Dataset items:
════════════════

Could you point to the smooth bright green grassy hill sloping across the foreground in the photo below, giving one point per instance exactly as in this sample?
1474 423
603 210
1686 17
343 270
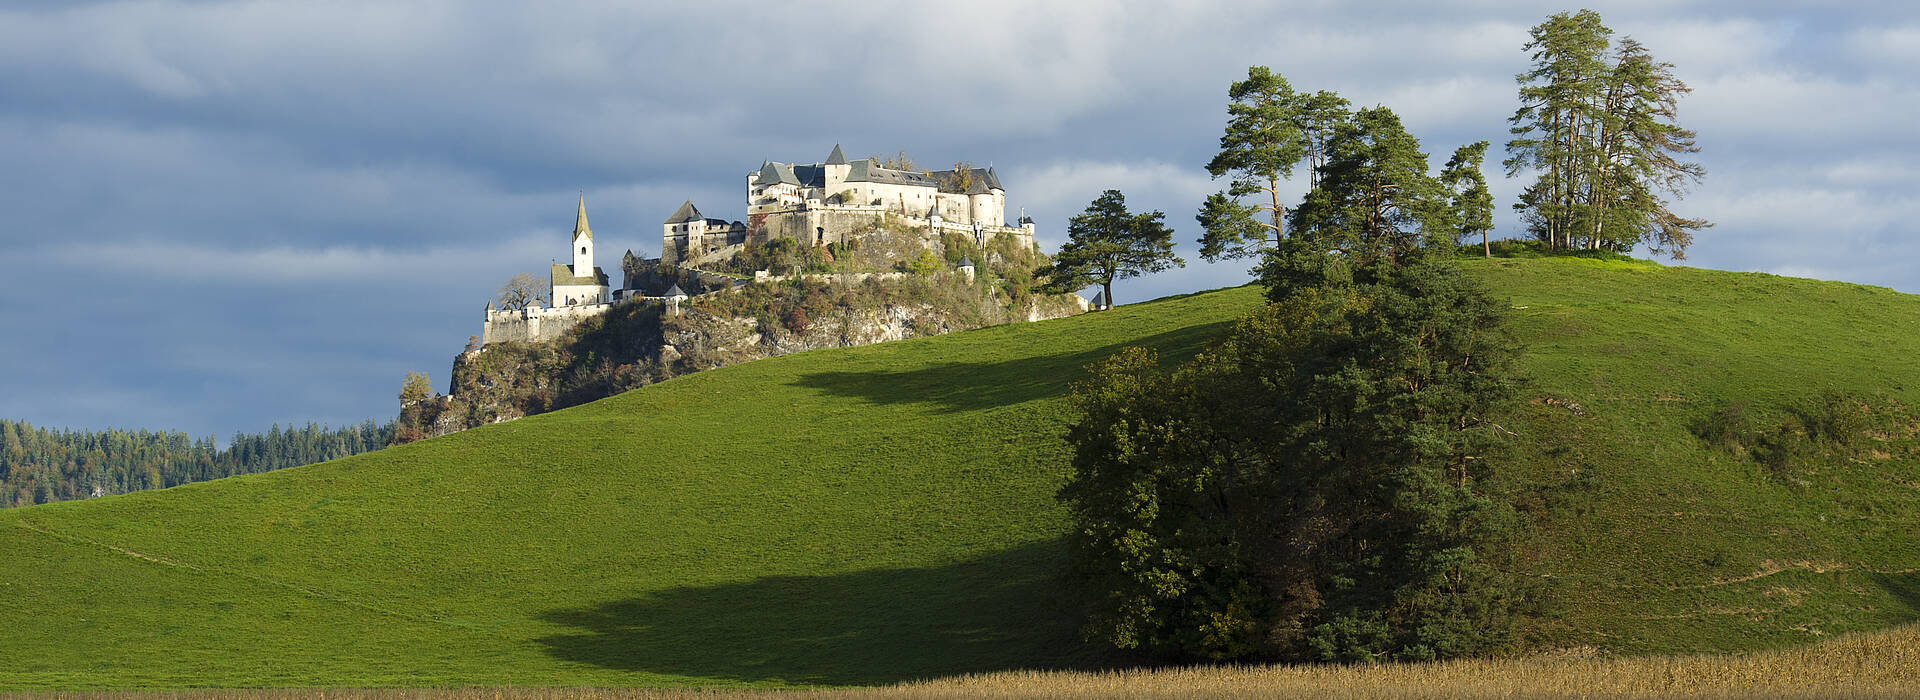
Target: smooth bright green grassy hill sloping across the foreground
886 513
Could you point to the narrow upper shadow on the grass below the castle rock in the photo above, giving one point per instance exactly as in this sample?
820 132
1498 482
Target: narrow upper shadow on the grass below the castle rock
972 386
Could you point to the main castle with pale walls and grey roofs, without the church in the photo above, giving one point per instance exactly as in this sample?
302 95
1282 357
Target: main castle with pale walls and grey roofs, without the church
821 204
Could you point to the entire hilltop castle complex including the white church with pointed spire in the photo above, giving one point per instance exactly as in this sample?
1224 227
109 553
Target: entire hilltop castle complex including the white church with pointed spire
815 204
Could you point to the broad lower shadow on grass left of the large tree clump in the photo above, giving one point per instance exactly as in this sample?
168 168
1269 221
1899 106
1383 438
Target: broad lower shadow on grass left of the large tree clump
997 613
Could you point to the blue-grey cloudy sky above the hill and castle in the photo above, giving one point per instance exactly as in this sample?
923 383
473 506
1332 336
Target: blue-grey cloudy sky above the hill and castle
228 216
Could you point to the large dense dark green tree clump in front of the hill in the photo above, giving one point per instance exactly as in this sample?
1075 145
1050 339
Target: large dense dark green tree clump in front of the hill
1322 484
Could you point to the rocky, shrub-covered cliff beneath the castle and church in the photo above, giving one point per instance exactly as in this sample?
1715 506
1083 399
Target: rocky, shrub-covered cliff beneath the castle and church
638 344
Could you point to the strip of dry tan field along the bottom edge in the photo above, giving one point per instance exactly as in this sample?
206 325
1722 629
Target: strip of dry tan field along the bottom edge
1858 666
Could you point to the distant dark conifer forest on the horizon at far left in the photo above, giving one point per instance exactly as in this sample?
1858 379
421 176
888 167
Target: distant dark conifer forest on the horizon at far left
41 465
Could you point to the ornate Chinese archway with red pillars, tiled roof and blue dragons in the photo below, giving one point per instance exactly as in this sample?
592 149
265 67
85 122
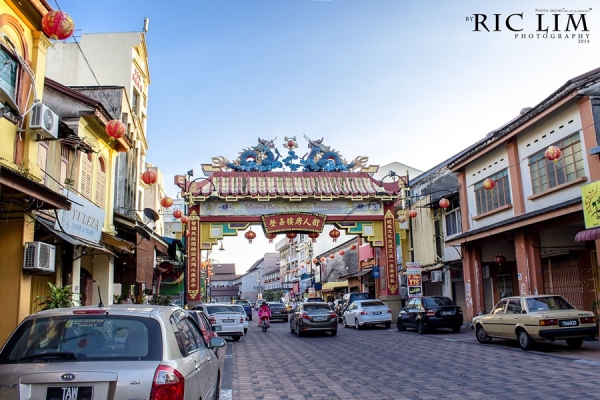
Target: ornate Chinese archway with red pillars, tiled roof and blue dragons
319 188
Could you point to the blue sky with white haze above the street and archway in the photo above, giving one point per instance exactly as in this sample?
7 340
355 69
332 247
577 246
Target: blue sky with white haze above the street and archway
394 80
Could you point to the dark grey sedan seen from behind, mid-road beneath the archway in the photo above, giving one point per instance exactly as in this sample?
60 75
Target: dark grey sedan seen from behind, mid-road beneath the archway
311 317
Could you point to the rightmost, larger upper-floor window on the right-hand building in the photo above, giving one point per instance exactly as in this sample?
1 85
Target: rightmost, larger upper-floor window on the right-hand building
546 174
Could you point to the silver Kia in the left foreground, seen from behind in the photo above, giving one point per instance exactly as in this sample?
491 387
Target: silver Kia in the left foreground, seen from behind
56 353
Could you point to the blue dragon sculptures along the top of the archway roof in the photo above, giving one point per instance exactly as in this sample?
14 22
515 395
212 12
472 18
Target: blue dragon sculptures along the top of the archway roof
265 157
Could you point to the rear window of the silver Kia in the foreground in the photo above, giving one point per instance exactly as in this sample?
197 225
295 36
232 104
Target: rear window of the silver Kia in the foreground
84 338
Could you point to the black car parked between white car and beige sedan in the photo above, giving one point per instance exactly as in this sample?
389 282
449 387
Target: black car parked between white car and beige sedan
430 312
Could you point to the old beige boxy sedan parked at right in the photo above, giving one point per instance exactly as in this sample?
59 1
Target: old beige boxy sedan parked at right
536 317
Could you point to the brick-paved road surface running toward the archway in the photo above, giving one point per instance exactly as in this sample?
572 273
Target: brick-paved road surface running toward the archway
387 364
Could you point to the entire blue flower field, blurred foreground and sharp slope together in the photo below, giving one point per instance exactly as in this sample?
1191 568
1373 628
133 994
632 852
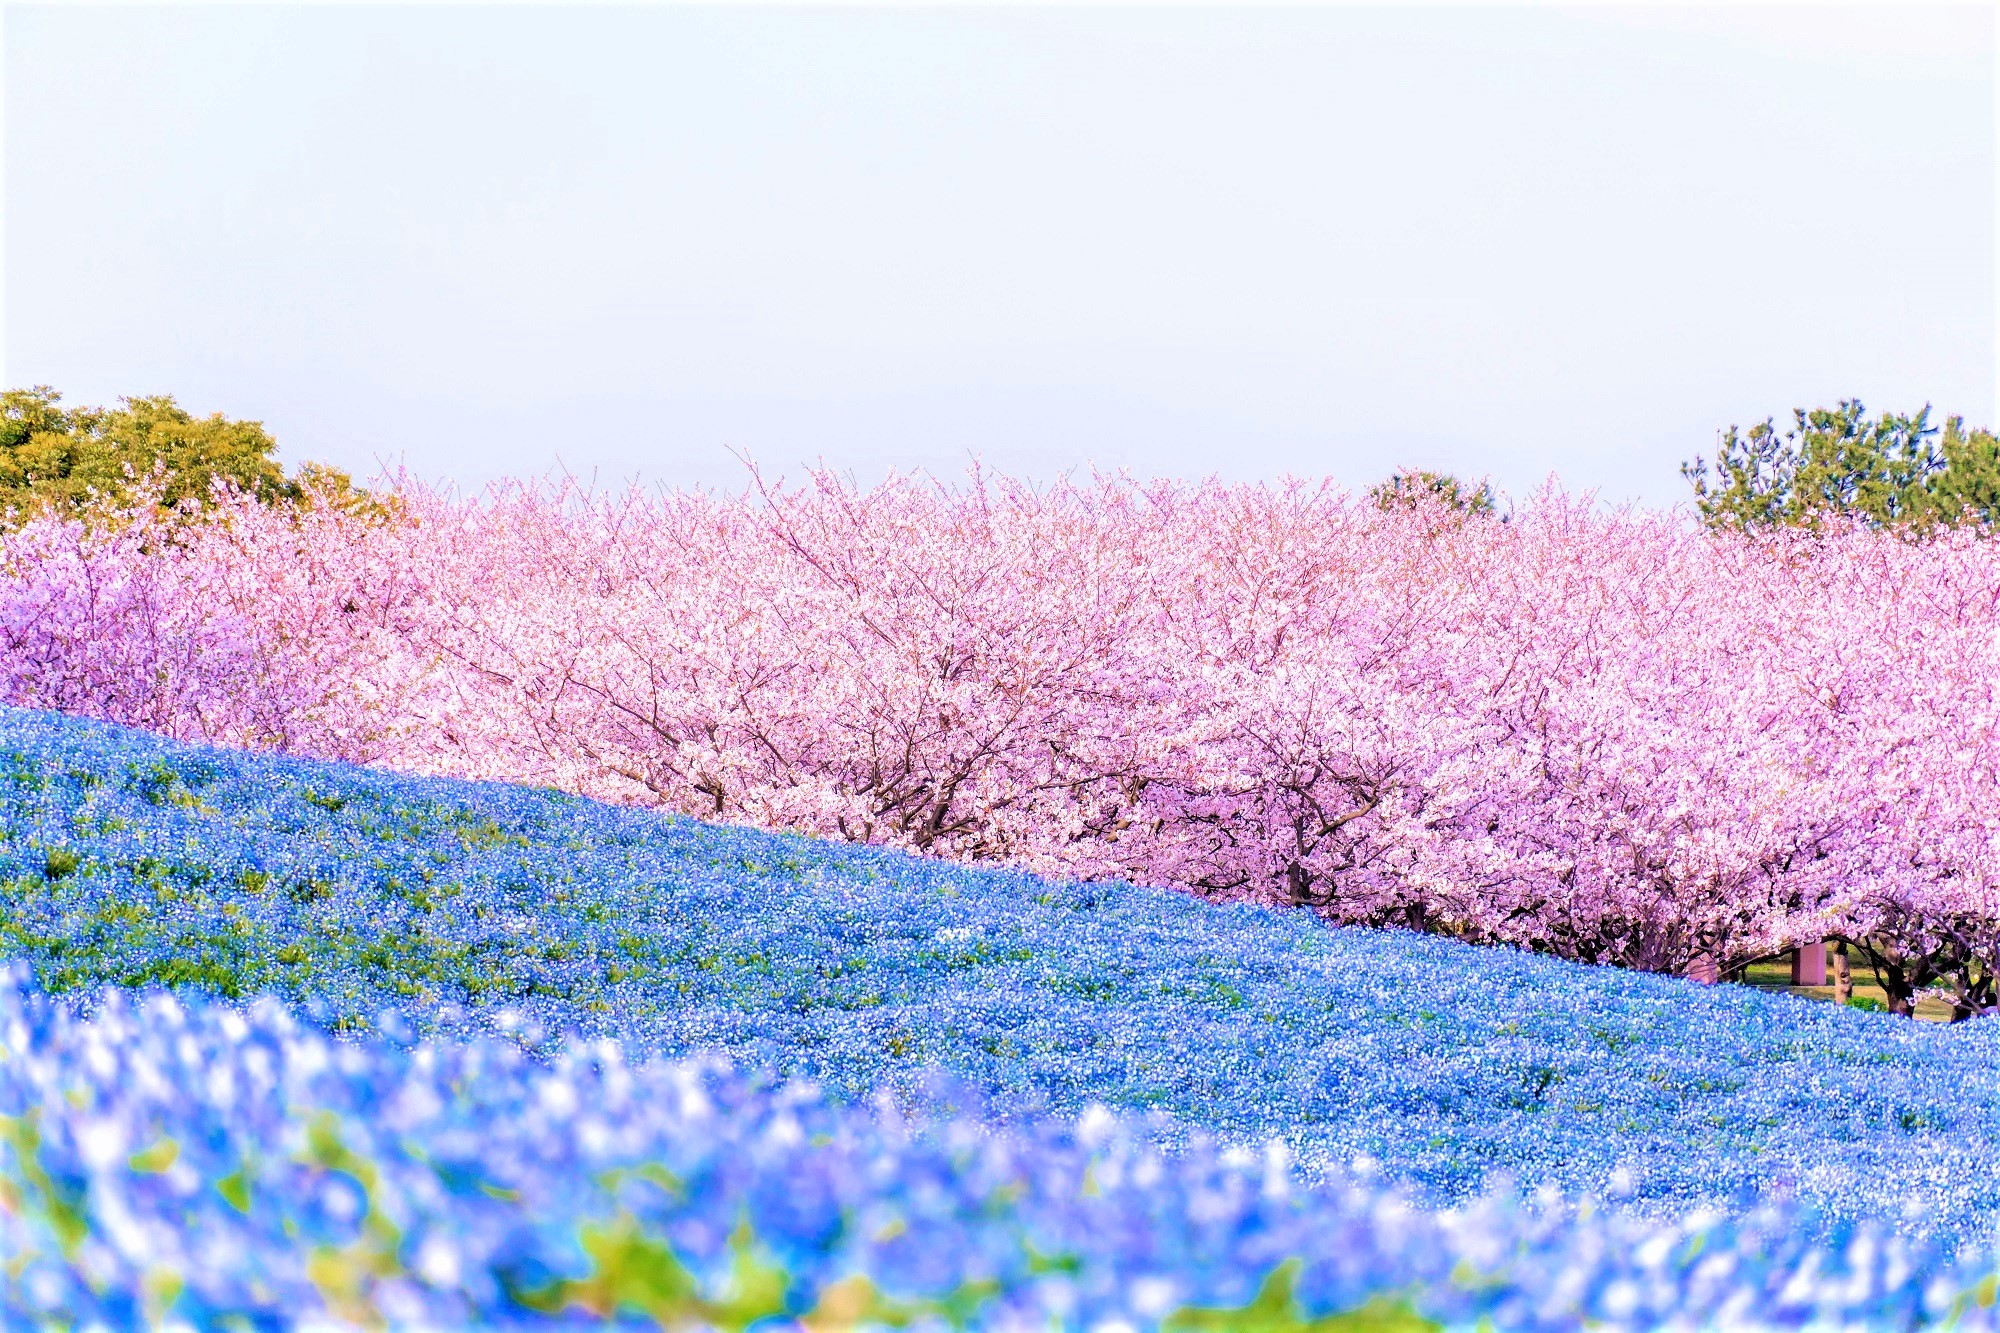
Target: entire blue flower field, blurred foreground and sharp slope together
445 1054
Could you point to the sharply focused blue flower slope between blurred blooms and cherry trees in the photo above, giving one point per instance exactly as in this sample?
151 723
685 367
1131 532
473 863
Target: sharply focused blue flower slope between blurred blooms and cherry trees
381 902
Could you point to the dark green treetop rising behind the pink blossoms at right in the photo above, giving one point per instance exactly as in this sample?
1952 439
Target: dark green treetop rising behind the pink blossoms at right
1891 471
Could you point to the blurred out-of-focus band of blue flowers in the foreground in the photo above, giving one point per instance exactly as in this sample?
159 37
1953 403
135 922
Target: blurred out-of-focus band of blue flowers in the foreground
465 1184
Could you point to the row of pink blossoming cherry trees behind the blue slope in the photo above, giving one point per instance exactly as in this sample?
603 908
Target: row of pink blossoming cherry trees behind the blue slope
1599 736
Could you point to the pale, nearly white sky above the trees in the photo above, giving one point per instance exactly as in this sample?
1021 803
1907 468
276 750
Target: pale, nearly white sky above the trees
641 243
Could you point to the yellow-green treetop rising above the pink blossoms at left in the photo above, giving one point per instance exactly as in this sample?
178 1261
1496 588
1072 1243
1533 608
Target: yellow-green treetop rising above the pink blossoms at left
57 459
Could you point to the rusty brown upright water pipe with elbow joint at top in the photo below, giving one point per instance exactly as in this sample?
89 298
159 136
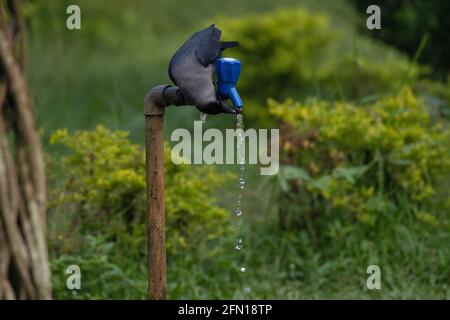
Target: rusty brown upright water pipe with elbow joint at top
155 103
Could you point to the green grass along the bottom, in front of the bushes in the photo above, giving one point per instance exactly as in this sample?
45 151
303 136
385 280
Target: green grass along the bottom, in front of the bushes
279 266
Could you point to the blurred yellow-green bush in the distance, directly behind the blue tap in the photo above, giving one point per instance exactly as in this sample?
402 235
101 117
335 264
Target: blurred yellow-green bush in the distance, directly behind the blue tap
274 54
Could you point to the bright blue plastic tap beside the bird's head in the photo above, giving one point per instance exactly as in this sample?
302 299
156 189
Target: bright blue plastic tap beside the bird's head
227 71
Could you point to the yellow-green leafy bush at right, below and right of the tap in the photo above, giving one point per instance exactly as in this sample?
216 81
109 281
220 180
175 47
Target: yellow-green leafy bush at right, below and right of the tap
363 160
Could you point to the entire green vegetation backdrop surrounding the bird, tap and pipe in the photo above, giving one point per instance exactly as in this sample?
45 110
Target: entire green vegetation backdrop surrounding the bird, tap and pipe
363 118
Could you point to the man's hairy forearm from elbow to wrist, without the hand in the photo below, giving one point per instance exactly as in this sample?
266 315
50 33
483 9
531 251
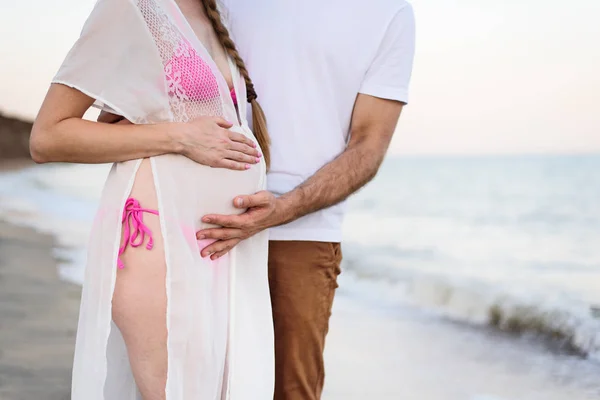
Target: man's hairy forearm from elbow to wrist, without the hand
334 182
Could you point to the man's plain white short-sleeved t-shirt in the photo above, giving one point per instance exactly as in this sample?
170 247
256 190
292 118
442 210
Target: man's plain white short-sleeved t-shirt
308 60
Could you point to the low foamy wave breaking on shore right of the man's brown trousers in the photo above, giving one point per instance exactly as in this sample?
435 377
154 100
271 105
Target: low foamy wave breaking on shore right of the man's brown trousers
570 324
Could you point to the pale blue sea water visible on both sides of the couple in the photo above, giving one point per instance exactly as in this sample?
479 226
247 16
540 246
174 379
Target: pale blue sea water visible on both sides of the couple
510 242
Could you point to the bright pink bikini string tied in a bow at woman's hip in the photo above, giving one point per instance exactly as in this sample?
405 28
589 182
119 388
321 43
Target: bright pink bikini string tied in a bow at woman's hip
135 236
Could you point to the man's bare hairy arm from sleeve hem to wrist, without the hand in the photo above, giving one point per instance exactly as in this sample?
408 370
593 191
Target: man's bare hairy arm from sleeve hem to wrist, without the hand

════════════════

HOW TO COMPLETE THIS TASK:
Work out how many lines in the records above contain the word "bare", and reply with that number alone.

ANSWER BELOW:
2